Data extract: Begin

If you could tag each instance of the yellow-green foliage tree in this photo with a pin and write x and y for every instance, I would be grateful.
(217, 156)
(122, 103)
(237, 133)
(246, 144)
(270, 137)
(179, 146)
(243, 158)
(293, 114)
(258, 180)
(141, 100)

Data extract: End

Task to complete: Repeat all of the records above exactly as they appear.

Completed exercise:
If you could tag each instance of the yellow-green foliage tree in this photo with a pin and write x and y for every instance, I would be grateful.
(217, 156)
(122, 103)
(237, 133)
(246, 144)
(270, 137)
(179, 146)
(243, 158)
(293, 114)
(258, 180)
(141, 100)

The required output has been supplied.